EXERCISE: Write out, word for word, the stretch of the Beastie Boys post below that starts at "OK, I like the" and ends after "point in time.".

Tuesday, September 05, 2006
I'd rather listen to your instrumentals

When bad rappers happen to good beats.

The Beastie Boys - An Open Letter To NYC

OK, I like the Beastie Boys, they were my first favourite rap act, but To The 5 Boroughs had them sounding old and tired and utterly disconnected from contemporary hip hop. And that can’t be excused with tired old “Beasties are real while all the pop-rappers are fake!” arguments – the Beastie Boys just sounded like they had no business rapping at that point in time.

But when I came back to the album a year or so later (OK, the mp3s I had on my computer from the album), I noticed how incredible the beat for “An Open Letter To NYC” is. A few scratched samples give way to a loop from the Dead Boys' "Sonic Reducer," and the track takes on this nervy, claustrophobic air that has nothing to do with the lyrics the Beasties lay over it. But the thing is, it so easily could have - the whole thing is about post 9/11 New York, and while they may not want to create a response to the attacks that sounds terrified, the tense electronics and paranoid punk is certainly appropriate for 21st Century America.

But instead of reflecting this, the Beasties spout corny hippy couplets about how damn great it is that everyone in New York gets along, even though they're from all over the world. Which is naive and unrealistic as hell as well as gratingly upbeat; they don't need to turn their city into a liberal Eden to pay homage to it, but that's what they attempt to do. It makes something like Arrested Development (the group, not the show) look bleakly nihilistic. And the result is the "love letter" to their city sounds insincere, a collection of well-intentioned bumper sticker slogans that probably should have "The More You Know!" appended to the end of each one.

ENTRIES PROVIDED:
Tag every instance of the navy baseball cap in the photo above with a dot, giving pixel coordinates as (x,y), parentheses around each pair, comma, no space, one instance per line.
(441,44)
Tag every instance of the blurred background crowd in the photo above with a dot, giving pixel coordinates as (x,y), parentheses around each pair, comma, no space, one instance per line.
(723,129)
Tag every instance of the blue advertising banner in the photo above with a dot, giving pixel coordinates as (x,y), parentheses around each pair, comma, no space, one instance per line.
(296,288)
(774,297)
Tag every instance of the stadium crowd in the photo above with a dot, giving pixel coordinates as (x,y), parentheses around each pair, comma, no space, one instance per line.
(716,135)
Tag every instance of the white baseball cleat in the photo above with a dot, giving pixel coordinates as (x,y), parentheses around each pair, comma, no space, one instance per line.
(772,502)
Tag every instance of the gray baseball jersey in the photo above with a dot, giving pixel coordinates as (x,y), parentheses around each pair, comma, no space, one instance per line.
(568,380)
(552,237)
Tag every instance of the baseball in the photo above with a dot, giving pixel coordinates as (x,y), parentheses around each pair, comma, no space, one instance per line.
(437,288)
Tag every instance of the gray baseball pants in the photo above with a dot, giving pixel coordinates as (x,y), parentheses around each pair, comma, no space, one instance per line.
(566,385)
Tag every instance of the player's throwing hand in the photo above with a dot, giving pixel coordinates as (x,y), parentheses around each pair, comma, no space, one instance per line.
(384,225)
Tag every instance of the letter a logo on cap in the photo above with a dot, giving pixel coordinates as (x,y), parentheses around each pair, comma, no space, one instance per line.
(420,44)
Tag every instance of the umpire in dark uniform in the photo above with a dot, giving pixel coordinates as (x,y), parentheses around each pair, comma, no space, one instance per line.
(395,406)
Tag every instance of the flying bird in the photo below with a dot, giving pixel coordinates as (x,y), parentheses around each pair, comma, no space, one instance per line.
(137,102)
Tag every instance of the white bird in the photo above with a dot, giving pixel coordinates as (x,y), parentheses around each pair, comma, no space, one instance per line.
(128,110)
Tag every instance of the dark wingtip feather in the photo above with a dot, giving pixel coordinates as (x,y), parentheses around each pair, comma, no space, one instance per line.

FINAL ANSWER:
OK, I like the Beastie Boys, they were my first favourite rap act, but To The 5 Boroughs had them sounding old and tired and utterly disconnected from contemporary hip hop. And that can’t be excused with tired old “Beasties are real while all the pop-rappers are fake!” arguments – the Beastie Boys just sounded like they had no business rapping at that point in time.